● **GOAL**
In the hypredrive passage below, which file holds the configuration for the algebraic multigrid preconditioner?

The circular indexing scheme allows efficient state management: after HYPREDRV_StateVectorUpdateAll, what was previously state 1 becomes state 0, state 2 becomes state 1, etc., wrapping around. This avoids unnecessary data copying while maintaining clear logical indexing.

Linear Solver Configuration

One of the main goals of hypredrive is to provide a flexible and easy-to-use interface for solving linear systems. In this example, we provide a comparison script to evaluate different preconditioner strategies:

./reproduce.sh --solvers

This script runs the simulation with six different solver configurations and generates performance comparison plots. The tested configurations are stored in the examples/src/C_lidcavity/ directory and are listed below:

  • ILUK(0): Block Jacobi ILU with zero fill level (fgmres-ilu0.yml)

  • ILUK(1): Block Jacobi ILU with fill level 1 (fgmres-ilu1.yml)

  • ILUT(1e-2): Block Jacobi ILUT with drop tolerance 1.0e-2 (fgmres-ilut_1e-2.yml)

  • AMG: Algebraic multigrid preconditioner (fgmres-amg.yml)

● **RECORDS SHOWN**
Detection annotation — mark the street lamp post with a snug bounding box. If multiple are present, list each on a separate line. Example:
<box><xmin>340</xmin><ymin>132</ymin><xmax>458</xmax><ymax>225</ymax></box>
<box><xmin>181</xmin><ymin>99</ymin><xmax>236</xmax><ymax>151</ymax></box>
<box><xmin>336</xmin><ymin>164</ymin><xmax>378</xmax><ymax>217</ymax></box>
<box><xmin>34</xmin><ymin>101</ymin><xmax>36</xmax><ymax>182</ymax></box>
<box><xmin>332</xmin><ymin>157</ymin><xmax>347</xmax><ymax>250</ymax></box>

● **EXPECTED ANSWER**
fgmres-amg.yml